SOURCE DOCUMENT ::
####

When Musa Manzi arrived at Wits University in Johannesburg in 2002, he had little left from the R100 his mother had given him to travel from their poor rural village Mayekeni in KwaZulu-Natal.
As a single mother of six children, his mom couldn’t write her own name and barely scraped a living as a domestic worker. She’d had no way of knowing Musa had to apply ahead for university admission.
Musa’s high school had been so poorly resourced that he taught himself and his classmates maths and science – in which he obtained 100% and 98%, along with four other distinctions.
Despite dropping out of high school repeatedly to dodge bullying for his skinny frame and dark complexion, deep-down Musa knew who he was.
Eventually, with six hard-won distinctions in hand, he arrived at the University of the Witwatersrand Enrolment Centre. A kindly official took a second look at his exceptional report card and helped him enrol for a BSc majoring in maths, physics and computer science and apply for financial aid.
Musa slept in the university library and friends’ homes for the first year until he passed and could move into the residence.
He had vowed never to let his past destroy his future.
But then his mother, brother and sister passed away within months of one another. Stunned by grief, Musa was left alone to care for his two young nieces. He had no option but to bring them with him to Jozi and smuggled them into res.

####

WHAT YOU NEED TO DO :: Transcribe part of the passage about Musa Manzi, beginning at the words "Eventually, with six" and stopping after "into the residence.".

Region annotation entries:
####

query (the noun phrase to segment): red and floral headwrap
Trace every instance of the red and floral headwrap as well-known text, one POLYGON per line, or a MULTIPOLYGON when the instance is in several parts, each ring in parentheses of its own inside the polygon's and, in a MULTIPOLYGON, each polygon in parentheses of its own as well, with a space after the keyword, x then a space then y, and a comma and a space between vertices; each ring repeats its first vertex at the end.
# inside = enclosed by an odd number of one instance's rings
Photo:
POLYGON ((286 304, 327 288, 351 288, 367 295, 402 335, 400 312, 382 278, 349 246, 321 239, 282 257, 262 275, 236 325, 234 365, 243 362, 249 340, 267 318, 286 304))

####

WORKED SOLUTION ::
Eventually, with six hard-won distinctions in hand, he arrived at the University of the Witwatersrand Enrolment Centre. A kindly official took a second look at his exceptional report card and helped him enrol for a BSc majoring in maths, physics and computer science and apply for financial aid.
Musa slept in the university library and friends’ homes for the first year until he passed and could move into the residence.